Exercise directions
Gather and copy every line in the records below that contains the string "building". Case counts.

━━ Supplied material ━━

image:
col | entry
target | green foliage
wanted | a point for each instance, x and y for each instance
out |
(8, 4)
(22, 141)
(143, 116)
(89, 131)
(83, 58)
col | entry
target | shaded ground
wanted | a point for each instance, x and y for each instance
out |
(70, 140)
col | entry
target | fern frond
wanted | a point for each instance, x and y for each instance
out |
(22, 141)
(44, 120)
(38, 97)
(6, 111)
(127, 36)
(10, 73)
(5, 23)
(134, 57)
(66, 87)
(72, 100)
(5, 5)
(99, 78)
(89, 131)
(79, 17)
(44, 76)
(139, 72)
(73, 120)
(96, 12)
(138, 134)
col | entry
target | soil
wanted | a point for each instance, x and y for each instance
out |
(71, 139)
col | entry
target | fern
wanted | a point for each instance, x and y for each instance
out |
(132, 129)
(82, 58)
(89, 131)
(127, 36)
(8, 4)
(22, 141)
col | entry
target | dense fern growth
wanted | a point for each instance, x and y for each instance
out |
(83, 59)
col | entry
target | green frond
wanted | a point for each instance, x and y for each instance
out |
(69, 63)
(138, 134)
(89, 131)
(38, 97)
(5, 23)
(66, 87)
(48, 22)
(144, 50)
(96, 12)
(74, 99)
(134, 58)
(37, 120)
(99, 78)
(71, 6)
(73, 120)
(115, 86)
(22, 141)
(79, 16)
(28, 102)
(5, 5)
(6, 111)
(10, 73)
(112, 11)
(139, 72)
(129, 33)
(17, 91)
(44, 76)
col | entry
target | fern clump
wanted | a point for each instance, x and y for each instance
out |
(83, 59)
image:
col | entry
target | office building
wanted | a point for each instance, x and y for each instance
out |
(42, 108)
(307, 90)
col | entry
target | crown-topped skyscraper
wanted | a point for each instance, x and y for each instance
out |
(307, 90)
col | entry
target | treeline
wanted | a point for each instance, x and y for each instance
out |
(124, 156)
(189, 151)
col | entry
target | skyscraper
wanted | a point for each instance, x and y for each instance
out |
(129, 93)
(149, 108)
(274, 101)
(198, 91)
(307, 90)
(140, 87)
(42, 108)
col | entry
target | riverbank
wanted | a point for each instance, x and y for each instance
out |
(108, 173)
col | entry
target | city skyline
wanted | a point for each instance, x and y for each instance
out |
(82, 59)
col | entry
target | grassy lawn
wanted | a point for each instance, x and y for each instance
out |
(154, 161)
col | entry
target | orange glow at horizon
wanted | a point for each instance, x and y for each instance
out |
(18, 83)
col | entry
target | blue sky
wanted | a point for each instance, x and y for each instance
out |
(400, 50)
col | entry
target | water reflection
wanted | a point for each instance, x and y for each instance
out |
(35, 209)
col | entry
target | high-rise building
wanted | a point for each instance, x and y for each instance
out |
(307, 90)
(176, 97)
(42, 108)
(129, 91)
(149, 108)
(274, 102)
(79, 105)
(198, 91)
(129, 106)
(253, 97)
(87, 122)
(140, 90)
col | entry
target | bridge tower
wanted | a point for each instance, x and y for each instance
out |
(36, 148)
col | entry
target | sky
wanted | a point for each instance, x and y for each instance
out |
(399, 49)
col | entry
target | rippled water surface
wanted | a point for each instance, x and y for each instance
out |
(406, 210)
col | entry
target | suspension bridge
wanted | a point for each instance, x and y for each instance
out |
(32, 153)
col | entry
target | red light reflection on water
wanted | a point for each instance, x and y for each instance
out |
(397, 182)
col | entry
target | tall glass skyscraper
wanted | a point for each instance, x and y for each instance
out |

━━━

Response for this exercise
target | office building
target | high-rise building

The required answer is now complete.